Please reproduce the records from the line with "Phrase: long brown hair" up to and including the line with "(1085, 211)", swapping each "black" for "dark" and leaving everything else unchanged. Give only those lines.

[Labeled-object pointing records]
########################################

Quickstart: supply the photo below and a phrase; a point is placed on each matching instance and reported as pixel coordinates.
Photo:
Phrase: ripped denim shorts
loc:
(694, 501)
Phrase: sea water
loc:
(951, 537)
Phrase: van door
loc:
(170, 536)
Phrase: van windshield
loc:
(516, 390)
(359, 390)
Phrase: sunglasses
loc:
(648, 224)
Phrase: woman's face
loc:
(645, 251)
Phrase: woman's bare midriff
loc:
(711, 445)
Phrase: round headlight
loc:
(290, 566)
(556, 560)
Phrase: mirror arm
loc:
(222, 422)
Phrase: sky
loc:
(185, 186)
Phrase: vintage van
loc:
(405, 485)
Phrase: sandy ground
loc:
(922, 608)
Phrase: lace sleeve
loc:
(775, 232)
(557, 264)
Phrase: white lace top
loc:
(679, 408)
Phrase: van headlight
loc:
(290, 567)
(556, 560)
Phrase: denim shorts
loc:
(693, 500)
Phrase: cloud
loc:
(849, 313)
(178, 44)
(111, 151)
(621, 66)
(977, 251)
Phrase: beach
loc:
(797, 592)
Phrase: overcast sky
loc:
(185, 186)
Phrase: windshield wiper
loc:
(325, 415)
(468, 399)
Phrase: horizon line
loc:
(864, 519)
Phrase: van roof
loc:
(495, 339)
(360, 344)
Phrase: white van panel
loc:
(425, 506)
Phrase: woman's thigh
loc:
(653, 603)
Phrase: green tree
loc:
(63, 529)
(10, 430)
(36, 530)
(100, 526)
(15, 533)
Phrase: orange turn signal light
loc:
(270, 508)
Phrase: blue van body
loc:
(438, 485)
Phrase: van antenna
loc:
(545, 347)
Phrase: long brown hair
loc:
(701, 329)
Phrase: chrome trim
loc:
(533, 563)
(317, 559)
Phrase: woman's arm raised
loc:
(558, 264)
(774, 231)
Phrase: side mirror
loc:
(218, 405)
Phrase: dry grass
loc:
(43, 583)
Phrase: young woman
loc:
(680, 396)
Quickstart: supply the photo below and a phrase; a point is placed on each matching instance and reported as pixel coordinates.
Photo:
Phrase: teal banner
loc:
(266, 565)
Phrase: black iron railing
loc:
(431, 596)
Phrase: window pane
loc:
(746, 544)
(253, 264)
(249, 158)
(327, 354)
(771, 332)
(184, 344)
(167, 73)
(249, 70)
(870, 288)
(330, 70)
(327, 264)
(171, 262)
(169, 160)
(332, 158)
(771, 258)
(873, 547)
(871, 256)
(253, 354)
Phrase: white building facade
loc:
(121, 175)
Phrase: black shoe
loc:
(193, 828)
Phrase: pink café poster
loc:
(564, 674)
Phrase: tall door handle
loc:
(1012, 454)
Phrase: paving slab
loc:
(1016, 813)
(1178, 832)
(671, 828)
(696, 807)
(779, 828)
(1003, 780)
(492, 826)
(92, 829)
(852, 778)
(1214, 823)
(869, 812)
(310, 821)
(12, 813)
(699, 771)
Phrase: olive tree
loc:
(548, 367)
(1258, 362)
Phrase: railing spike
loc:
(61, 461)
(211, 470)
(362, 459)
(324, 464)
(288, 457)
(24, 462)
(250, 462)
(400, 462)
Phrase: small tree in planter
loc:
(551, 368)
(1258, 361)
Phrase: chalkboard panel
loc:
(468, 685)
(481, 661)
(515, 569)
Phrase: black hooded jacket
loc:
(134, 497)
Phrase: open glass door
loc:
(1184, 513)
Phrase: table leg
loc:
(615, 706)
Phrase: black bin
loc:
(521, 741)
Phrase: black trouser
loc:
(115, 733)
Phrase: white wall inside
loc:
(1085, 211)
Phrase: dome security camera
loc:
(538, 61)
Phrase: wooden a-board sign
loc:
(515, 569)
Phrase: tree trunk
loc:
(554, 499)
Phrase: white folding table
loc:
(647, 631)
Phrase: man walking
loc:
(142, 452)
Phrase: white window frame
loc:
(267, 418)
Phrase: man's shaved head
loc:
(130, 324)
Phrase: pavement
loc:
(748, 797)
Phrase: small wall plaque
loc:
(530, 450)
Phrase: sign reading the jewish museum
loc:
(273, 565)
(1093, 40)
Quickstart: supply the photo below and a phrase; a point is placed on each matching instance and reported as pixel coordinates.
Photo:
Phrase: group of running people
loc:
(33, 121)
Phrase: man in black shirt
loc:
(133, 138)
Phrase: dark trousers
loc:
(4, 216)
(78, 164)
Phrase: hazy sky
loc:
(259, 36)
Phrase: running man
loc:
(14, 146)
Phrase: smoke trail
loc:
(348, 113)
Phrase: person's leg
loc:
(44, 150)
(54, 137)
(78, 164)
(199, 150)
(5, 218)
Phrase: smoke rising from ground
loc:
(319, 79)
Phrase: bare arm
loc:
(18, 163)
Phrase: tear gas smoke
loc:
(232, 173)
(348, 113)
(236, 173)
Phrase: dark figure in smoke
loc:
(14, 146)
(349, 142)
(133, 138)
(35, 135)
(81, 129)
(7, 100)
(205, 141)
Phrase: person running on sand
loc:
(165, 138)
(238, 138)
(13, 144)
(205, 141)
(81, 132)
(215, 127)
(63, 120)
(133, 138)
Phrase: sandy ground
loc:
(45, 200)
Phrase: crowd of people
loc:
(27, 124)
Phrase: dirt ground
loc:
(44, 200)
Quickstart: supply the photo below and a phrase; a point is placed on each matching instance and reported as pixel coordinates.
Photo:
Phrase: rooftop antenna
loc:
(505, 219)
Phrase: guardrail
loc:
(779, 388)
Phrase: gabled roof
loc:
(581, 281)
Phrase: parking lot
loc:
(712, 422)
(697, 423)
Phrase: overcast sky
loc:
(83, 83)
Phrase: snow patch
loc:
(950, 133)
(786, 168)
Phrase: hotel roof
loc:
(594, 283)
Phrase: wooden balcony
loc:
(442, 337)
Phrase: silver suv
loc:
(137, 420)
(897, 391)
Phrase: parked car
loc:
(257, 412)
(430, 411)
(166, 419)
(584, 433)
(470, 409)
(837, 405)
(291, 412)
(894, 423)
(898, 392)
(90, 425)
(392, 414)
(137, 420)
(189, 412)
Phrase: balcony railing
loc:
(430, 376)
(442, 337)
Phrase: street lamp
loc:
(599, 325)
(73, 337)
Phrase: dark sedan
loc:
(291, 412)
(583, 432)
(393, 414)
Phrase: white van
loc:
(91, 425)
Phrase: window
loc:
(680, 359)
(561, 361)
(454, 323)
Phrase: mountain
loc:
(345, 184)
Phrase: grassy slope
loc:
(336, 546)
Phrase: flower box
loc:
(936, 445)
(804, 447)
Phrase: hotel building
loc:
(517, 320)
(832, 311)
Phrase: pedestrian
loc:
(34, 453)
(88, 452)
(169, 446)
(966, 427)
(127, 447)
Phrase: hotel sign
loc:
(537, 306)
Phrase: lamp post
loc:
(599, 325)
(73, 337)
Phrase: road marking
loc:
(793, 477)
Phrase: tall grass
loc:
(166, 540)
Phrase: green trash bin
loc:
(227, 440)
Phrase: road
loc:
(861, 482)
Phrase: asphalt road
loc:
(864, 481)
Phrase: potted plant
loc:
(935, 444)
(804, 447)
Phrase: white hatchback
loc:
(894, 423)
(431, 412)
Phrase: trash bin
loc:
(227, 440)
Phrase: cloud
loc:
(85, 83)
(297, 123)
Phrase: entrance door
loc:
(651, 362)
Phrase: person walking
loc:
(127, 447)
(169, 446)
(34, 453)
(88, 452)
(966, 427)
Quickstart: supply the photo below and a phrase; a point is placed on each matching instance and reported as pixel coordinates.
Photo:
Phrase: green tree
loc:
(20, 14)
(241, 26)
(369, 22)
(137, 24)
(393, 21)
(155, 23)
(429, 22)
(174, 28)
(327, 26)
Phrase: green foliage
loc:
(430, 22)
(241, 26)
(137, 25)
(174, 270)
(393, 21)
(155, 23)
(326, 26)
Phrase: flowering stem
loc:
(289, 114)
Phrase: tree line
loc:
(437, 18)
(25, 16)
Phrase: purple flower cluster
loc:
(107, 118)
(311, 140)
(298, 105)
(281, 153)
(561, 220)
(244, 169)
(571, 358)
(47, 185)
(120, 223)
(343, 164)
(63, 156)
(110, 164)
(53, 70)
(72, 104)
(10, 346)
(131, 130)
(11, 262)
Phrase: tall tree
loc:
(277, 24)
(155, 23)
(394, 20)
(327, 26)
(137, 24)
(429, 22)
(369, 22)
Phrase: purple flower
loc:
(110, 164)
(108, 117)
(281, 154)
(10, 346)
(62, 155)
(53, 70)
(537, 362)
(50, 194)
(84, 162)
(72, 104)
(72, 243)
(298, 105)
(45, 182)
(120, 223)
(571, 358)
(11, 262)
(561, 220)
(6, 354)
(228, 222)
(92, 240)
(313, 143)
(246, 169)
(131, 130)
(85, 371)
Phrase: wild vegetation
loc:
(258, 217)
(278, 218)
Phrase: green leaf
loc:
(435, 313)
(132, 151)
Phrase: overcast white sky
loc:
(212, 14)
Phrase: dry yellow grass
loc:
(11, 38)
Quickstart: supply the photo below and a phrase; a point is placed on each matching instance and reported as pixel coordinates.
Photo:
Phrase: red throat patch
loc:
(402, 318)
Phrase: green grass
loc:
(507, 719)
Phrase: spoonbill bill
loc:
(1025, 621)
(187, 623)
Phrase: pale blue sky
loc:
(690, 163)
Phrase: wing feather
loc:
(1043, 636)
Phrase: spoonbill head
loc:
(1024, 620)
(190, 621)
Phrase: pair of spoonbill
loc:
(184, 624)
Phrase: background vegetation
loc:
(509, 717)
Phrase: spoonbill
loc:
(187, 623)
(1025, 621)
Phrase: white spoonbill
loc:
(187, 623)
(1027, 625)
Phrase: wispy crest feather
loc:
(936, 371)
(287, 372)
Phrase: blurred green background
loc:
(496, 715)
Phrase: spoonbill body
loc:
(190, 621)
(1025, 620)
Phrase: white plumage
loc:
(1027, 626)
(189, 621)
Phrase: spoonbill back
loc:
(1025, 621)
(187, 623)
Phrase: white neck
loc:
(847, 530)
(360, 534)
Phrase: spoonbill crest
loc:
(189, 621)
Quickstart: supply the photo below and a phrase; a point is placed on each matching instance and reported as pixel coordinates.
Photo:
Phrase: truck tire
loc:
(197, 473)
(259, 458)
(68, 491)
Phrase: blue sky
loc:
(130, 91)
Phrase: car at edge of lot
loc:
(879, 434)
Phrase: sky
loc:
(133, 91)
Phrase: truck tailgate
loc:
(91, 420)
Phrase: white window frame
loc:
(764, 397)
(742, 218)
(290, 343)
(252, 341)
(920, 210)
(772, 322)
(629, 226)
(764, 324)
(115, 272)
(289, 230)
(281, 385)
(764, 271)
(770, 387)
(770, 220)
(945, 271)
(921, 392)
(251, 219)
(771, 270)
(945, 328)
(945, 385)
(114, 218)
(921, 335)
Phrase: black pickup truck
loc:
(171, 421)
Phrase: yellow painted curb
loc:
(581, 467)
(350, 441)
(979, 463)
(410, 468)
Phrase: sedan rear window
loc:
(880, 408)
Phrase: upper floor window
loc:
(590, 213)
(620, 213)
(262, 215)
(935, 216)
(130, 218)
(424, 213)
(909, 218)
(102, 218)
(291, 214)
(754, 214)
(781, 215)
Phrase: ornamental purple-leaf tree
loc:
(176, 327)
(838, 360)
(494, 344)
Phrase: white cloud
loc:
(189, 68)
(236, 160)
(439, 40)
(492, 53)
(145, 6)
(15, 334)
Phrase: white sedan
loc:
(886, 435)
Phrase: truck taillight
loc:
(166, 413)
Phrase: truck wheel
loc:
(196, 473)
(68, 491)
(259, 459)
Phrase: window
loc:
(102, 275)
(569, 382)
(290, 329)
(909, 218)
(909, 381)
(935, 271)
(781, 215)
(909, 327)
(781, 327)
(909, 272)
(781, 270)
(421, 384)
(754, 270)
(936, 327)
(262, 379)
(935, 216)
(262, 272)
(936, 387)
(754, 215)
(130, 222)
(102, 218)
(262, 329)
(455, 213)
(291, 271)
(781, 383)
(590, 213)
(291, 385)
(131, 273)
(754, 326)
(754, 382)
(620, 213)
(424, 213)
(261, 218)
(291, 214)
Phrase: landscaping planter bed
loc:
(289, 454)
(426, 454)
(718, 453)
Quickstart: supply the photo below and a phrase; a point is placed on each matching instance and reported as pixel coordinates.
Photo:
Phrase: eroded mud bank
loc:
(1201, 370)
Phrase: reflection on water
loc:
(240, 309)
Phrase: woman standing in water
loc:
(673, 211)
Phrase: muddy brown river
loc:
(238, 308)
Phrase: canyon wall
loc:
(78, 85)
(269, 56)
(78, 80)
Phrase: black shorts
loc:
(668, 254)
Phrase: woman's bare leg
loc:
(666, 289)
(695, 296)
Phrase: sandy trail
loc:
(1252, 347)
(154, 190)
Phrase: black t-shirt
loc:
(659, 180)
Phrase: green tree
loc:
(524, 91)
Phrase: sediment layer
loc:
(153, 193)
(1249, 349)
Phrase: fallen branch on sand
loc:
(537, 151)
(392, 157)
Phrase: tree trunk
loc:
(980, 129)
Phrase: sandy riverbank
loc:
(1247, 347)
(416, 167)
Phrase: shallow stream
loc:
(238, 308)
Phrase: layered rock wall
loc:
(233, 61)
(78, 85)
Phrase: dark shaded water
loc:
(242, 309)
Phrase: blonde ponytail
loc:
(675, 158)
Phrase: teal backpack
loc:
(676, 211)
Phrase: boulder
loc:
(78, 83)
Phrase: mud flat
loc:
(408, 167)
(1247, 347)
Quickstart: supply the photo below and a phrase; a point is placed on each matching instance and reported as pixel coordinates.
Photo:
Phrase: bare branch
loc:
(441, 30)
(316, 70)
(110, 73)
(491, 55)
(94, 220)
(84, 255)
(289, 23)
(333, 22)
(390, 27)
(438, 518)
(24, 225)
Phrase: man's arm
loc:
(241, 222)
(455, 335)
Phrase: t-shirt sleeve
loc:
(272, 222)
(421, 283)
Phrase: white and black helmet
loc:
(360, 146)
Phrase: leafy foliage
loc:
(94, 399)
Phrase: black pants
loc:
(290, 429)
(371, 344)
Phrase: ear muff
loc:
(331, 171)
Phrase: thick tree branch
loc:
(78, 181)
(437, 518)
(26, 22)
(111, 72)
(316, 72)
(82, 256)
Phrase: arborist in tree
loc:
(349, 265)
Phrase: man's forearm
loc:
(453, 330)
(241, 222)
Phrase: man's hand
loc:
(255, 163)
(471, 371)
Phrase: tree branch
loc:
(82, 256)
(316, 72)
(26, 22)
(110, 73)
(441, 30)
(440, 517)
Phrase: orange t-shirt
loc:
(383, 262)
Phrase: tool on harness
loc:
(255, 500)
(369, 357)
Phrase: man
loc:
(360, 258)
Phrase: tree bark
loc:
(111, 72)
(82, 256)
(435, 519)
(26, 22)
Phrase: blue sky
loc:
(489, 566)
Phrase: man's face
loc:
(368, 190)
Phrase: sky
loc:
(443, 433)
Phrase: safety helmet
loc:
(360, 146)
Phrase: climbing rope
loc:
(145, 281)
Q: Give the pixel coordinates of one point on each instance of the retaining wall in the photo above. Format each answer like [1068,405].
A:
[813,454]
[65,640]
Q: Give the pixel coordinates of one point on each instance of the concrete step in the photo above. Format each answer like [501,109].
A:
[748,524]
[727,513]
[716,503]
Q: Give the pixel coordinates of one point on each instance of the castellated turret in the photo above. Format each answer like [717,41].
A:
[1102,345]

########################################

Written answer »
Phrase: long brown hair
loc:
(701, 329)
Phrase: chrome trim
loc:
(533, 563)
(317, 559)
Phrase: woman's arm raised
loc:
(558, 264)
(774, 231)
Phrase: side mirror
loc:
(218, 405)
Phrase: dry grass
loc:
(43, 583)
Phrase: young woman
loc:
(680, 396)
Quickstart: supply the photo below and a phrase; a point is placed on each matching instance and reported as pixel coordinates.
Photo:
Phrase: teal banner
loc:
(266, 565)
Phrase: dark iron railing
loc:
(431, 596)
Phrase: window pane
loc:
(746, 544)
(253, 264)
(249, 158)
(327, 354)
(771, 332)
(184, 344)
(167, 73)
(249, 70)
(870, 288)
(330, 70)
(327, 264)
(171, 262)
(169, 160)
(332, 158)
(771, 258)
(873, 547)
(871, 256)
(253, 354)
Phrase: white building facade
loc:
(121, 175)
Phrase: dark shoe
loc:
(193, 828)
Phrase: pink café poster
loc:
(564, 674)
Phrase: tall door handle
loc:
(1012, 454)
Phrase: paving slab
loc:
(1016, 813)
(1178, 832)
(671, 828)
(696, 807)
(779, 828)
(1003, 780)
(492, 826)
(92, 829)
(852, 778)
(1214, 823)
(869, 812)
(310, 821)
(12, 813)
(699, 771)
Phrase: olive tree
loc:
(548, 367)
(1258, 362)
Phrase: railing spike
loc:
(61, 461)
(211, 470)
(362, 459)
(324, 464)
(288, 457)
(24, 462)
(250, 462)
(400, 462)
Phrase: small tree in planter
loc:
(551, 368)
(1258, 361)
Phrase: chalkboard panel
loc:
(468, 685)
(481, 661)
(515, 569)
Phrase: dark hooded jacket
loc:
(134, 497)
Phrase: open glass door
loc:
(1184, 513)
Phrase: table leg
loc:
(615, 706)
Phrase: dark bin
loc:
(521, 741)
Phrase: dark trouser
loc:
(115, 733)
Phrase: white wall inside
loc:
(1085, 211)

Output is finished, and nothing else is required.